Aim of the exercise
Return the passage of the blog post on property-related mortgage declines in Hull starting with "Despite the flood" and going on through "decline the issue.", copied word for word.

-- START OF Extract to read --

Not all mortgage applications are approved and can be declined for a whole number of reasons. Ranging from the applicant such as affordability or credit, down to the property they are buying. But we are going to focus purely on the property side of mortgage declines and in particular mortgage applications for property purchases in the Hull area. This blog is not to scare anybody, simply to help you better understand the mortgage review process and help you avoid some of these pitfalls when you next apply for a mortgage for a property in Hull. 
 
So, what are these risks and how can you avoid them? Well take them each in turn, explaining them and well provide you with tips on how to work around them. 

Hull is considered a flood risk area since 2007 

Despite the flood taking place 19 years ago now, Hull is still considered a flood risk area by some lenders despite the extensive flood alleviation work carried out by the local councils to make sure it never happens again. Some lenders (who we wont name) are still using a database that has Hull considered a flood risk area when they assess properties to lend on. They check this database to help decide before they even value the property. So, before the lender has even taken a look at the property they will decline the issue. 
 
Now, you can work around this point if you are using an independent mortgage adviser who can appeal this decision with supporting evidence, but some lenders make this a final decision. With a little research your adviser can find out which lenders are using this outdated database to work around it or prepare for the questions to follow or avoid that lender all together.

-- END OF Extract to read --
-- START OF Extracted material --

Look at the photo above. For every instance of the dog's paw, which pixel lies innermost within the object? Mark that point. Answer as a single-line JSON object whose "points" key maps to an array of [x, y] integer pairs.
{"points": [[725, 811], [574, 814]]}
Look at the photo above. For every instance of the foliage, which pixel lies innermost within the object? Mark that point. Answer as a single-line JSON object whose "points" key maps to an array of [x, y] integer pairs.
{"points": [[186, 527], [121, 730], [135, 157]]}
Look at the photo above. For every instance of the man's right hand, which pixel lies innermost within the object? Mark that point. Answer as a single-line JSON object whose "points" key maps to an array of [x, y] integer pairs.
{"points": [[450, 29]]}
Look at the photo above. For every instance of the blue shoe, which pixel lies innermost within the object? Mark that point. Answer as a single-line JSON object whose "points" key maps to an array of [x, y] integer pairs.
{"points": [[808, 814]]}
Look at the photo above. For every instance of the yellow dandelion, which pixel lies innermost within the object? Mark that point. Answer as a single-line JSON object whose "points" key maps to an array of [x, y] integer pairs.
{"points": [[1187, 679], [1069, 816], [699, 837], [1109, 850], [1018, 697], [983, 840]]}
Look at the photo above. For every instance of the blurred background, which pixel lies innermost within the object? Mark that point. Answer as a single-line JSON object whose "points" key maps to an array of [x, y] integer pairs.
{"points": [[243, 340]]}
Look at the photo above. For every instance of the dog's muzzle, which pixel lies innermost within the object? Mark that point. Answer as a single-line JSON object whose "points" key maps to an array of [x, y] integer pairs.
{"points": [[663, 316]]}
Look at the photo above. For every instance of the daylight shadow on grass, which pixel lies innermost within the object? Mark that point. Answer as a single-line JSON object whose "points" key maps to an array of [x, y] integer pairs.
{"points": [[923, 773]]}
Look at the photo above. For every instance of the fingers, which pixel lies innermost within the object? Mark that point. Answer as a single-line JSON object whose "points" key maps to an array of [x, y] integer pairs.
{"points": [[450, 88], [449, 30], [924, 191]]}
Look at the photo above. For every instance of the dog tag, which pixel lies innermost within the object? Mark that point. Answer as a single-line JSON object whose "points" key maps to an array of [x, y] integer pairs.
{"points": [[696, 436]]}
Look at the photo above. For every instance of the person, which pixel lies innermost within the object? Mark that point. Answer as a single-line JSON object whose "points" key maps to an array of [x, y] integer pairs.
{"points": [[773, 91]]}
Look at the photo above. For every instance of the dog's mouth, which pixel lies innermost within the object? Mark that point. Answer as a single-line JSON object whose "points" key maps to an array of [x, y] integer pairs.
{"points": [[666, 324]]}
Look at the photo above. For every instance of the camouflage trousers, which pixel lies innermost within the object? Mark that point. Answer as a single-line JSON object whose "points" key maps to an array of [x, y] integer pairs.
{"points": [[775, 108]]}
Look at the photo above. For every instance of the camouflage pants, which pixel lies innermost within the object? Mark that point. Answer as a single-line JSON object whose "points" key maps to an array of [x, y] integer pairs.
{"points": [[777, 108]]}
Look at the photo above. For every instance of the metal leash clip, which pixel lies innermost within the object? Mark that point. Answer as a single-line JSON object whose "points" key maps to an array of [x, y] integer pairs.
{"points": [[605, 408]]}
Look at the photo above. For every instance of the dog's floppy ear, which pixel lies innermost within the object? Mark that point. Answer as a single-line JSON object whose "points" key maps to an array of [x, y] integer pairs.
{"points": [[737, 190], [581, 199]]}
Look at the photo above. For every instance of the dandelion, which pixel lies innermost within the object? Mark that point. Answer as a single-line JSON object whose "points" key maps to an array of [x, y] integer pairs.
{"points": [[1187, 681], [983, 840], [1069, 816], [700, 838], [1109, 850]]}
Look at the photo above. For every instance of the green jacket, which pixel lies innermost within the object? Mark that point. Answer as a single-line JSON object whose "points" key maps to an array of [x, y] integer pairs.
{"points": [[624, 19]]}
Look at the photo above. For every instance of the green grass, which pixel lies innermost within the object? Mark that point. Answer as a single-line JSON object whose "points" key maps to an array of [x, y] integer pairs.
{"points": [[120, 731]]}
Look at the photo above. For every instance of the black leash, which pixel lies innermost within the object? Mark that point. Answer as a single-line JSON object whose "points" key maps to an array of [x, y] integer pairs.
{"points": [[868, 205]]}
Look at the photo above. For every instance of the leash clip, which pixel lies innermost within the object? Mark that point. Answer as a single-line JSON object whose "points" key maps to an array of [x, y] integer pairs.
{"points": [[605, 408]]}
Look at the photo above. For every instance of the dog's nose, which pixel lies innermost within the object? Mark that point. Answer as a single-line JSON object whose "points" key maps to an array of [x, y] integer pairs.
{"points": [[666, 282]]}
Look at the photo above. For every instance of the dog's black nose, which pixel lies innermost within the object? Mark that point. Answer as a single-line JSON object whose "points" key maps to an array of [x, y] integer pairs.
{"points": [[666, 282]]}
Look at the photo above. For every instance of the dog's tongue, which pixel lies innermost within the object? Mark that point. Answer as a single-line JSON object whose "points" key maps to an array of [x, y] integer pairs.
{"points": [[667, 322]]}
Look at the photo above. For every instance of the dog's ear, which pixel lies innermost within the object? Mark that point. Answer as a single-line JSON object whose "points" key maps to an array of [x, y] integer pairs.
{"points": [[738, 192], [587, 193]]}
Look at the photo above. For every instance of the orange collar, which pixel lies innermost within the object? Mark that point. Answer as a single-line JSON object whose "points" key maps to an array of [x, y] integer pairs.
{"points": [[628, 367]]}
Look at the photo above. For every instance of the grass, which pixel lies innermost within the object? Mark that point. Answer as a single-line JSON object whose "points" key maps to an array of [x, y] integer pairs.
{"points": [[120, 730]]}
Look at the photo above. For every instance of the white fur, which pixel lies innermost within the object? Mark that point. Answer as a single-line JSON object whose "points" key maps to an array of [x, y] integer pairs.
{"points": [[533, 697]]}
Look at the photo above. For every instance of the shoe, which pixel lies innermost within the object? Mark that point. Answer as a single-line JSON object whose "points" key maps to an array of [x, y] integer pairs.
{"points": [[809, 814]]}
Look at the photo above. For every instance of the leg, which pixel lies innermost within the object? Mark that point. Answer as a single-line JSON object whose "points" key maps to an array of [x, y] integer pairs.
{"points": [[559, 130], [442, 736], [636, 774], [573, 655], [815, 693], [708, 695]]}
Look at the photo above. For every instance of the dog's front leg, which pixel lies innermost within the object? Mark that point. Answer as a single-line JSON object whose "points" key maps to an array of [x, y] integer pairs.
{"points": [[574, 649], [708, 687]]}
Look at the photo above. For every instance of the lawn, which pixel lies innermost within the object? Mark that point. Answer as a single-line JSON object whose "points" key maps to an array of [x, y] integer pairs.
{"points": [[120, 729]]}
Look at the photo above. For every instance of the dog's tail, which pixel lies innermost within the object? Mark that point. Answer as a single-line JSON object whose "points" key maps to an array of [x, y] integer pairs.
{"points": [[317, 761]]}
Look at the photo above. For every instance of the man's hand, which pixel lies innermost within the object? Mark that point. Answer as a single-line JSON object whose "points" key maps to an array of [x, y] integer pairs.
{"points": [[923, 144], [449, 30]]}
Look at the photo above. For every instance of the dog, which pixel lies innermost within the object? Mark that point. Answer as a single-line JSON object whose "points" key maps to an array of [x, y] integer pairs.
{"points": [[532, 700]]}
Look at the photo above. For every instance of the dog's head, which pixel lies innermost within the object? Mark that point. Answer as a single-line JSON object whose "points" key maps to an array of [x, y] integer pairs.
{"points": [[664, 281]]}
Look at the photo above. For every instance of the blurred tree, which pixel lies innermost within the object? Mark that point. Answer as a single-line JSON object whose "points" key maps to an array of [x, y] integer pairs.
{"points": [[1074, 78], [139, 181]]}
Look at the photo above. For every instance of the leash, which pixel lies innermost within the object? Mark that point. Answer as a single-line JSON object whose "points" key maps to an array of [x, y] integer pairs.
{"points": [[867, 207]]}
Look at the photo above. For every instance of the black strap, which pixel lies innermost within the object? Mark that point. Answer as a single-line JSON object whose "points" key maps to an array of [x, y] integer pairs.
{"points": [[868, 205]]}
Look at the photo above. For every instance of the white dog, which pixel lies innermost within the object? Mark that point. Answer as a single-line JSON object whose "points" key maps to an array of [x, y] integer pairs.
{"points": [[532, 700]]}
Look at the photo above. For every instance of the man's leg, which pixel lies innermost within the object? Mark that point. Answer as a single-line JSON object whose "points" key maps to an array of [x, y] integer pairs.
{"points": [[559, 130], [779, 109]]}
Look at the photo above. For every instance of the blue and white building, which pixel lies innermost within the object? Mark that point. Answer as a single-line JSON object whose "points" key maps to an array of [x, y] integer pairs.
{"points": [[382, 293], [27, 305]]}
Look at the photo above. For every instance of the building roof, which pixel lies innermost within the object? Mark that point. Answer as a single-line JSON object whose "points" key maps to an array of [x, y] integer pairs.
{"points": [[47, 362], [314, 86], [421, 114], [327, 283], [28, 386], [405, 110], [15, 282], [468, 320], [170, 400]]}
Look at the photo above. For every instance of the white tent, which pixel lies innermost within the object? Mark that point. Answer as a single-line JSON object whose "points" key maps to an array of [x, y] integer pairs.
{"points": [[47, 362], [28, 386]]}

-- END OF Extracted material --

Response to this exercise
Despite the flood taking place 19 years ago now, Hull is still considered a flood risk area by some lenders despite the extensive flood alleviation work carried out by the local councils to make sure it never happens again. Some lenders (who we wont name) are still using a database that has Hull considered a flood risk area when they assess properties to lend on. They check this database to help decide before they even value the property. So, before the lender has even taken a look at the property they will decline the issue.